* START Items *

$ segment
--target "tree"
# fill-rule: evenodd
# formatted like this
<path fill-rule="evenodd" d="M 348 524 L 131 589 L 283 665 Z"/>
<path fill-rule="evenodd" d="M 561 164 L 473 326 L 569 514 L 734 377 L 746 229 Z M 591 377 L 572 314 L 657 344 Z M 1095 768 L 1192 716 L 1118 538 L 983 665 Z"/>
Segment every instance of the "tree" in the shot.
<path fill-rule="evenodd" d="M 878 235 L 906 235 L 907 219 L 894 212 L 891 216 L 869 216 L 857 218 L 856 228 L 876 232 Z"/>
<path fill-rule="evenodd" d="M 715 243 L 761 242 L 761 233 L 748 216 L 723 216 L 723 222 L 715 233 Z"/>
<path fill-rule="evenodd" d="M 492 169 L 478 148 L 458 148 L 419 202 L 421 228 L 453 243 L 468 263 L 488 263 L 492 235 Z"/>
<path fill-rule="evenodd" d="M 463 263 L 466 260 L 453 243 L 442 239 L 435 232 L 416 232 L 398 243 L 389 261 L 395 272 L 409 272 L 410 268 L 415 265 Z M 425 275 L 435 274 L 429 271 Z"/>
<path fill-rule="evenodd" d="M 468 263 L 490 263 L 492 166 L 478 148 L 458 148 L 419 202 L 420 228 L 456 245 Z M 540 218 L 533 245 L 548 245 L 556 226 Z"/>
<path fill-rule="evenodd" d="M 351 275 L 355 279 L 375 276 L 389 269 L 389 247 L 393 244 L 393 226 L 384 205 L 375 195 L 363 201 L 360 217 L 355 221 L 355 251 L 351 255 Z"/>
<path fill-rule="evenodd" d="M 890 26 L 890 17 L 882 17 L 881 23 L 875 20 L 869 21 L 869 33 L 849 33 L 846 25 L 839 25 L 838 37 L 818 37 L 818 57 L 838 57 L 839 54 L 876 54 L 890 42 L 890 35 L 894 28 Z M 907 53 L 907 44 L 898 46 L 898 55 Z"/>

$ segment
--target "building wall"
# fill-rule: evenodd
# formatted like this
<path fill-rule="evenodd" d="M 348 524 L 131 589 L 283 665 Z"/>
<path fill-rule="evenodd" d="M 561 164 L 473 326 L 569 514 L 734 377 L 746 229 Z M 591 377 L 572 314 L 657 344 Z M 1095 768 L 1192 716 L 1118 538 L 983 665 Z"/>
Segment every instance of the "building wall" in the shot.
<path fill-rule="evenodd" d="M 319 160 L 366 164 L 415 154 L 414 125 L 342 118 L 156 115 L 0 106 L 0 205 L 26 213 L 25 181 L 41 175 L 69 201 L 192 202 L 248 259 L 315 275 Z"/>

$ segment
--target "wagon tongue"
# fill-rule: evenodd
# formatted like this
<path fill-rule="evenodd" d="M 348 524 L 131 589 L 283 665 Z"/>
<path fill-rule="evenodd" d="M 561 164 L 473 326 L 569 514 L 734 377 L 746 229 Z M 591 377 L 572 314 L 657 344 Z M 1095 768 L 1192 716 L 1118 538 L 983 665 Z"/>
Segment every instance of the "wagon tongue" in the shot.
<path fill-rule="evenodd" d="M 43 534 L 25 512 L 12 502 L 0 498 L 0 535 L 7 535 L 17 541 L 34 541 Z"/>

* END Items *

• Task description:
Can you reproduce all of the entries above, character for character?

• Response below:
$ segment
--target "tree"
# fill-rule: evenodd
# formatted like this
<path fill-rule="evenodd" d="M 348 524 L 131 589 L 283 665 Z"/>
<path fill-rule="evenodd" d="M 561 164 L 473 326 L 569 514 L 734 377 L 746 229 Z M 591 377 L 572 314 L 657 344 Z M 1095 768 L 1192 716 L 1118 538 L 983 665 Z"/>
Segment every instance of the "tree" in the shot.
<path fill-rule="evenodd" d="M 878 235 L 906 235 L 907 219 L 894 212 L 891 216 L 869 216 L 857 218 L 856 228 L 876 232 Z"/>
<path fill-rule="evenodd" d="M 715 243 L 761 242 L 761 233 L 748 216 L 723 216 L 723 222 L 715 233 Z"/>
<path fill-rule="evenodd" d="M 492 169 L 478 148 L 458 148 L 419 202 L 421 228 L 453 243 L 468 263 L 488 263 L 492 235 Z"/>
<path fill-rule="evenodd" d="M 463 263 L 466 260 L 453 243 L 442 239 L 435 232 L 416 232 L 398 243 L 389 261 L 395 272 L 409 272 L 410 268 L 415 265 Z M 425 275 L 435 274 L 429 271 Z"/>
<path fill-rule="evenodd" d="M 468 263 L 490 263 L 492 166 L 478 148 L 458 148 L 419 202 L 420 228 L 456 245 Z M 540 218 L 533 245 L 548 245 L 556 226 Z"/>
<path fill-rule="evenodd" d="M 351 275 L 355 279 L 375 276 L 389 269 L 389 247 L 393 244 L 393 226 L 384 205 L 375 195 L 363 201 L 360 217 L 355 221 L 355 251 L 351 255 Z"/>
<path fill-rule="evenodd" d="M 890 26 L 890 17 L 882 17 L 881 23 L 875 20 L 869 21 L 869 33 L 849 33 L 846 25 L 839 25 L 838 37 L 818 37 L 818 57 L 838 57 L 839 54 L 876 54 L 890 42 L 890 35 L 894 28 Z M 907 53 L 907 44 L 898 46 L 898 55 Z"/>

$ segment
--target "building wall"
# fill-rule: evenodd
# formatted like this
<path fill-rule="evenodd" d="M 348 524 L 131 589 L 283 665 Z"/>
<path fill-rule="evenodd" d="M 561 164 L 473 326 L 569 514 L 734 377 L 746 229 Z M 591 377 L 572 314 L 657 344 Z M 1095 768 L 1192 716 L 1118 538 L 983 665 Z"/>
Segment every instance of the "building wall" in the shot.
<path fill-rule="evenodd" d="M 319 160 L 366 164 L 415 154 L 414 125 L 342 118 L 156 115 L 0 106 L 0 205 L 26 213 L 25 181 L 41 175 L 69 201 L 192 202 L 248 259 L 315 275 Z"/>

$ segment
--target "wagon tongue"
# fill-rule: evenodd
# formatted like this
<path fill-rule="evenodd" d="M 348 524 L 131 589 L 283 665 Z"/>
<path fill-rule="evenodd" d="M 561 164 L 473 326 L 569 514 L 734 377 L 746 229 Z M 591 377 L 572 314 L 657 344 Z M 1095 768 L 1192 716 L 1118 538 L 983 665 Z"/>
Segment every instance of the "wagon tongue" in the shot.
<path fill-rule="evenodd" d="M 43 534 L 25 512 L 12 502 L 0 498 L 0 535 L 7 535 L 17 541 L 34 541 Z"/>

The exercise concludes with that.